**INSTRUCTIONS TO FOLLOW:**
All entries below are to be duplicated verbatim.

Items from a dataset
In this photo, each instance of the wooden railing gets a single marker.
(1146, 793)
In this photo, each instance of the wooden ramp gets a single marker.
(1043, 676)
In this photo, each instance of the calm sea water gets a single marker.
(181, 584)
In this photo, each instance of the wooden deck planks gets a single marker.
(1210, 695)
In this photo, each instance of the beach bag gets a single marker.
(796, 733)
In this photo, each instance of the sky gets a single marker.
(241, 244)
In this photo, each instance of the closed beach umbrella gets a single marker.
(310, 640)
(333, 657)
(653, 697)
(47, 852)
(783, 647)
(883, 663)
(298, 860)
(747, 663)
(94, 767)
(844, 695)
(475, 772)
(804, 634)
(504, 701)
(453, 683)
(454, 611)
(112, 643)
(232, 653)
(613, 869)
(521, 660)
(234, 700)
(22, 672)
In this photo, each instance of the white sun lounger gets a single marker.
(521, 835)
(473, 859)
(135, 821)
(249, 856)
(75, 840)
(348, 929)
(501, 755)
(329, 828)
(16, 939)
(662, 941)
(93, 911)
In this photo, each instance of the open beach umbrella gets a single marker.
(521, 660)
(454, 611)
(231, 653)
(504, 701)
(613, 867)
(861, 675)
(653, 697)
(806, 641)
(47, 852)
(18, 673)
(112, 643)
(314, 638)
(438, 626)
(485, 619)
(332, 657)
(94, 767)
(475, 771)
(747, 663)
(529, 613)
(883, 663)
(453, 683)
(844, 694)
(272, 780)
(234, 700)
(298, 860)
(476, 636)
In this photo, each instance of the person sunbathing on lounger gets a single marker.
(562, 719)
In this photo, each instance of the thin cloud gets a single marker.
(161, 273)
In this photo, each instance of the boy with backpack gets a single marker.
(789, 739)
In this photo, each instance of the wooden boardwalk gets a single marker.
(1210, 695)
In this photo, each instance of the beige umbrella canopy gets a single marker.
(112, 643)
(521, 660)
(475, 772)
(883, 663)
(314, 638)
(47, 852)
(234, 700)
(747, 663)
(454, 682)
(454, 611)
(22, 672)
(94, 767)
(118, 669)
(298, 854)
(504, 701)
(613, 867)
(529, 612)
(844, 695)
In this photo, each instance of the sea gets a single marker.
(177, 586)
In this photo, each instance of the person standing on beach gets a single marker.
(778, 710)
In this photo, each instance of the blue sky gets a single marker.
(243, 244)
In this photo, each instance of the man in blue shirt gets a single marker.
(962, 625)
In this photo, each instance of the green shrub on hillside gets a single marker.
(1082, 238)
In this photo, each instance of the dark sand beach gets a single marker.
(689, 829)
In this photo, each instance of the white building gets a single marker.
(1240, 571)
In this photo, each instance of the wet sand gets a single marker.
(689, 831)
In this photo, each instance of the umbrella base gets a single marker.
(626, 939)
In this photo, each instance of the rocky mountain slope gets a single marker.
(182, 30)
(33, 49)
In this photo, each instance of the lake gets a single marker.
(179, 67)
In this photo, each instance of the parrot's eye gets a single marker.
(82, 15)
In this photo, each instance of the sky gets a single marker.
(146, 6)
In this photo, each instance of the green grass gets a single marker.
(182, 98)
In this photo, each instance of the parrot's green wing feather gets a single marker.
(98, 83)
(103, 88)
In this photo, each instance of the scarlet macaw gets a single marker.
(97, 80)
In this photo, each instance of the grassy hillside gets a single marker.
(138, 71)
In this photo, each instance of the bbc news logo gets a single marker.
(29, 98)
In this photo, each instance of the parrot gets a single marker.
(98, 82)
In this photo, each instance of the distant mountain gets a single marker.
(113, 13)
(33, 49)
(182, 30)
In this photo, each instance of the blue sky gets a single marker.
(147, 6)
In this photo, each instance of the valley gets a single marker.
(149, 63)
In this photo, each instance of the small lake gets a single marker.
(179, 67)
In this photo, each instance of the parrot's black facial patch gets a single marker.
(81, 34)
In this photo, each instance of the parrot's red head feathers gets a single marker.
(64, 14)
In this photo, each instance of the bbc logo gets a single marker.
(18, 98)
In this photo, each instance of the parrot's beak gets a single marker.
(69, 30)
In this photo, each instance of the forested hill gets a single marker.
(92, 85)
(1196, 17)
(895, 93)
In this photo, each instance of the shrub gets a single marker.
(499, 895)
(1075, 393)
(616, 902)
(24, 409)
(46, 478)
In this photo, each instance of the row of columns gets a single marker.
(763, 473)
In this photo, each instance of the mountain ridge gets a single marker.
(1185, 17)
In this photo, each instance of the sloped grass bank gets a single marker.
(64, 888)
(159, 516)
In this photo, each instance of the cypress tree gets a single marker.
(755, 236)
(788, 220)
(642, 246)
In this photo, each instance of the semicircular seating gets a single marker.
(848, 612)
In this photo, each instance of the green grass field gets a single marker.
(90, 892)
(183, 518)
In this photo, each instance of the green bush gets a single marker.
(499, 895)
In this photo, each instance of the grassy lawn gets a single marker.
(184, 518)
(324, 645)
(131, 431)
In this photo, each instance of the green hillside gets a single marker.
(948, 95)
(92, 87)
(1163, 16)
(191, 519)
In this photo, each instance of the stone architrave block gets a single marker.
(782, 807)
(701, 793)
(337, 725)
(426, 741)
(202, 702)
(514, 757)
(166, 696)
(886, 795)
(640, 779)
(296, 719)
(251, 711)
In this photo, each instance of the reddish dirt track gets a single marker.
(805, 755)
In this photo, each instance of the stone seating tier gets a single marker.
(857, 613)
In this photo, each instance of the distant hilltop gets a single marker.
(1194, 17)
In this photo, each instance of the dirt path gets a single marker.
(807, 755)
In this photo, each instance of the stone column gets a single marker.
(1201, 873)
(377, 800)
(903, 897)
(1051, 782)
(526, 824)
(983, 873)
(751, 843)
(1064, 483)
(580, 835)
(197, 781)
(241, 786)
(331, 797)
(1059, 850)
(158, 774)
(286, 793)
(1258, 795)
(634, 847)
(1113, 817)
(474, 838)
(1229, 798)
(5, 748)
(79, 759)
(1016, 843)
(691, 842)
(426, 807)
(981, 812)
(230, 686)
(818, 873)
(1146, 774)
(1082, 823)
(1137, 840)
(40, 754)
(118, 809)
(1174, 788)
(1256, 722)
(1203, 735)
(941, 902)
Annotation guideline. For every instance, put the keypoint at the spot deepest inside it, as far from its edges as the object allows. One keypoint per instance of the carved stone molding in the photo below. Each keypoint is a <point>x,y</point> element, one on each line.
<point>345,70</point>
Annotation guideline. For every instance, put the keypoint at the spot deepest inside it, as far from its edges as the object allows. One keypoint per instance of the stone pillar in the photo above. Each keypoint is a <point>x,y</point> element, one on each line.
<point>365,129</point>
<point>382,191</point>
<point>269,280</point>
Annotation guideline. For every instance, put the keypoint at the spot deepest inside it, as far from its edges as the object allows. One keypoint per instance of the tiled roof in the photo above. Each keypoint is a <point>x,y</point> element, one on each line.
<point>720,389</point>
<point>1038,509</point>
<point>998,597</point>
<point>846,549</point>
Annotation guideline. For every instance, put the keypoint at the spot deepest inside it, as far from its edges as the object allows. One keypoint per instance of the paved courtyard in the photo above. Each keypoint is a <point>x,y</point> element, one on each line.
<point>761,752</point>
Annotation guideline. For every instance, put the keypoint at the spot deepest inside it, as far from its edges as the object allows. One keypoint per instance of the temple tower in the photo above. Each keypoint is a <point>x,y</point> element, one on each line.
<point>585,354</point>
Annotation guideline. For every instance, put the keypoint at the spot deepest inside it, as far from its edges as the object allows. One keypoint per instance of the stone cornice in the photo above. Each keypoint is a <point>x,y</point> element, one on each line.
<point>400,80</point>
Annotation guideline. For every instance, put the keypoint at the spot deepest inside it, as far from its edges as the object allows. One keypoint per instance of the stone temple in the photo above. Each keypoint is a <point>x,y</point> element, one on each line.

**TASK RESPONSE:**
In this photo, each instance of the wooden railing gets a single marker.
(1146, 793)
In this photo, each instance of the wooden ramp gets a single marker.
(1043, 676)
In this photo, each instance of the calm sea water gets a single marker.
(181, 584)
In this photo, each instance of the wooden deck planks gets a single marker.
(1210, 695)
In this photo, each instance of the beach bag gets a single marker.
(796, 733)
In this photo, each instance of the sky gets a single marker.
(241, 244)
In this photo, each instance of the closed beach umbrella gets a single marker.
(310, 640)
(333, 657)
(653, 697)
(47, 852)
(783, 647)
(883, 663)
(298, 860)
(747, 663)
(94, 767)
(844, 695)
(475, 772)
(804, 634)
(504, 701)
(453, 683)
(454, 611)
(112, 643)
(232, 653)
(613, 869)
(521, 660)
(234, 700)
(22, 672)
In this photo, each instance of the white sun lounger gets a single marker.
(521, 835)
(473, 859)
(135, 821)
(249, 856)
(75, 840)
(348, 929)
(501, 755)
(329, 828)
(16, 939)
(662, 941)
(93, 911)
In this photo, each instance of the open beach umbrella gets a single marker.
(521, 660)
(454, 611)
(231, 653)
(504, 701)
(613, 867)
(861, 675)
(653, 697)
(806, 641)
(47, 852)
(18, 673)
(112, 643)
(314, 638)
(438, 626)
(485, 619)
(332, 657)
(94, 767)
(475, 771)
(747, 663)
(529, 613)
(883, 663)
(453, 683)
(844, 694)
(272, 780)
(234, 700)
(298, 860)
(476, 636)
In this photo, each instance of the person sunbathing on lounger gets a single marker.
(562, 719)
In this photo, each instance of the thin cloud gets a single marker.
(161, 273)
In this photo, each instance of the boy with backpack gets a single marker.
(789, 739)
In this photo, each instance of the wooden boardwalk gets a single marker.
(1210, 695)
In this photo, each instance of the beige umbrella canopy gets a single marker.
(112, 643)
(521, 660)
(475, 772)
(883, 663)
(314, 638)
(47, 852)
(234, 700)
(747, 663)
(454, 682)
(454, 611)
(22, 672)
(94, 767)
(118, 669)
(298, 854)
(504, 701)
(613, 867)
(529, 612)
(844, 695)
In this photo, each instance of the sea gets a single marker.
(177, 586)
In this photo, each instance of the person standing on beach gets a single marker.
(778, 710)
In this photo, each instance of the blue sky gets a single marker.
(243, 244)
In this photo, each instance of the man in blue shirt gets a single marker.
(962, 625)
In this photo, each instance of the green shrub on hillside gets a single marker.
(1082, 238)
In this photo, each instance of the dark sand beach gets a single marker.
(689, 829)
In this photo, each instance of the white building gets a single marker.
(1240, 571)
In this photo, each instance of the wet sand gets a single marker.
(689, 831)
In this photo, each instance of the umbrella base gets a single marker.
(626, 939)
In this photo, each instance of the rocky mountain slope gets a single marker.
(182, 30)
(33, 49)
In this photo, each instance of the lake gets a single marker.
(179, 67)
In this photo, each instance of the parrot's eye gets a single marker.
(82, 15)
In this photo, each instance of the sky gets a single marker.
(146, 6)
In this photo, each instance of the green grass gets a single marker.
(182, 98)
In this photo, each instance of the parrot's green wing feather gets a single marker.
(98, 83)
(103, 88)
In this photo, each instance of the scarlet macaw gets a single marker.
(97, 80)
In this photo, each instance of the grassy hillside gets a single marker.
(138, 71)
In this photo, each instance of the bbc news logo gets a single marker.
(29, 98)
In this photo, each instance of the parrot gets a single marker.
(98, 82)
In this photo, each instance of the distant mountain gets a single marker.
(113, 13)
(33, 49)
(182, 30)
In this photo, each instance of the blue sky gets a single marker.
(147, 6)
In this photo, each instance of the valley gets a single marker.
(149, 63)
In this photo, each instance of the small lake gets a single marker.
(179, 67)
In this photo, each instance of the parrot's black facial patch gets a single marker.
(81, 34)
In this photo, each instance of the parrot's red head feathers gets a single marker.
(64, 14)
In this photo, each instance of the bbc logo gets a single marker.
(18, 98)
In this photo, each instance of the parrot's beak gets a single marker.
(69, 30)
In this photo, each instance of the forested hill gets a single marker.
(92, 85)
(1196, 17)
(895, 93)
In this photo, each instance of the shrub gets a single marker.
(499, 895)
(1075, 393)
(616, 902)
(24, 409)
(46, 478)
In this photo, each instance of the row of columns gets a single marker.
(763, 473)
In this photo, each instance of the mountain ridge gets a single marker.
(1185, 17)
In this photo, each instance of the sloped grass bank gets a single marker.
(64, 888)
(159, 516)
In this photo, each instance of the cypress tree gets a single marker.
(755, 236)
(788, 220)
(642, 246)
In this photo, each instance of the semicircular seating gets a single marker.
(848, 612)
In this photo, each instance of the green grass field gets a single marker.
(90, 892)
(183, 518)
In this photo, each instance of the green bush gets a single marker.
(499, 895)
In this photo, each instance of the grassy lawn gets a single marker.
(184, 518)
(324, 645)
(131, 431)
In this photo, each instance of the green hillside gets a single marker.
(948, 95)
(92, 87)
(1163, 16)
(191, 519)
In this photo, each instance of the stone architrave block gets a single marker.
(782, 807)
(701, 793)
(337, 725)
(426, 741)
(202, 702)
(514, 757)
(166, 696)
(886, 795)
(640, 779)
(296, 719)
(251, 711)
In this photo, each instance of the reddish dirt track gets a single marker.
(805, 755)
In this photo, each instance of the stone seating tier gets a single marker.
(857, 613)
In this photo, each instance of the distant hilltop gets a single marker.
(1194, 17)
In this photo, each instance of the dirt path gets a single marker.
(807, 755)
In this photo, each instance of the stone column gets a single marker.
(1201, 873)
(377, 800)
(903, 897)
(1051, 782)
(526, 824)
(983, 873)
(751, 843)
(1064, 483)
(580, 835)
(197, 781)
(241, 786)
(331, 797)
(1059, 850)
(158, 774)
(286, 793)
(1258, 795)
(634, 847)
(1113, 817)
(474, 838)
(1229, 798)
(5, 748)
(79, 759)
(1016, 843)
(691, 842)
(426, 807)
(981, 812)
(230, 686)
(818, 873)
(1146, 774)
(1082, 823)
(1137, 840)
(40, 754)
(118, 809)
(1174, 788)
(1256, 722)
(1203, 735)
(941, 902)
Annotation guideline. For every instance, put the keypoint at the spot deepest inside it, as far from its edges as the object allows. One keypoint per instance of the carved stone molding in the photo below. Each keypoint is a <point>x,y</point> element, one on each line.
<point>345,70</point>
Annotation guideline. For every instance, put the keypoint at the spot deepest inside it, as far from its edges as the object allows. One keypoint per instance of the stone pillar in the photo above. Each keypoint is a <point>x,y</point> element, one on each line.
<point>365,129</point>
<point>382,191</point>
<point>269,280</point>
Annotation guideline. For every instance, put the keypoint at the spot deepest inside it, as far from its edges as the object allows. One keypoint per instance of the tiled roof in the photo above. Each keypoint is a <point>x,y</point> element, one on each line.
<point>720,389</point>
<point>1038,509</point>
<point>998,597</point>
<point>846,549</point>
Annotation guideline. For every instance, put the keypoint at the spot deepest inside it, as far from its edges as the object allows. One keypoint per instance of the paved courtyard in the photo above. Each keypoint is a <point>x,y</point> element, one on each line.
<point>761,752</point>
Annotation guideline. For every instance, put the keypoint at the spot deepest inside it, as far from its edges as the object allows. One keypoint per instance of the temple tower in the photo above. Each keypoint is a <point>x,y</point> element, one on each line.
<point>585,354</point>
Annotation guideline. For every instance, put the keypoint at the spot deepest inside it, as far from its edges as the object allows. One keypoint per instance of the stone cornice in the photo above. Each keypoint is a <point>x,y</point> element, one on each line.
<point>400,80</point>
Annotation guideline. For every instance, put the keypoint at the spot deepest inside it, as far from its edges as the object allows. One keypoint per instance of the stone temple in the photo above. Each keypoint is a <point>x,y</point> element, one on each line.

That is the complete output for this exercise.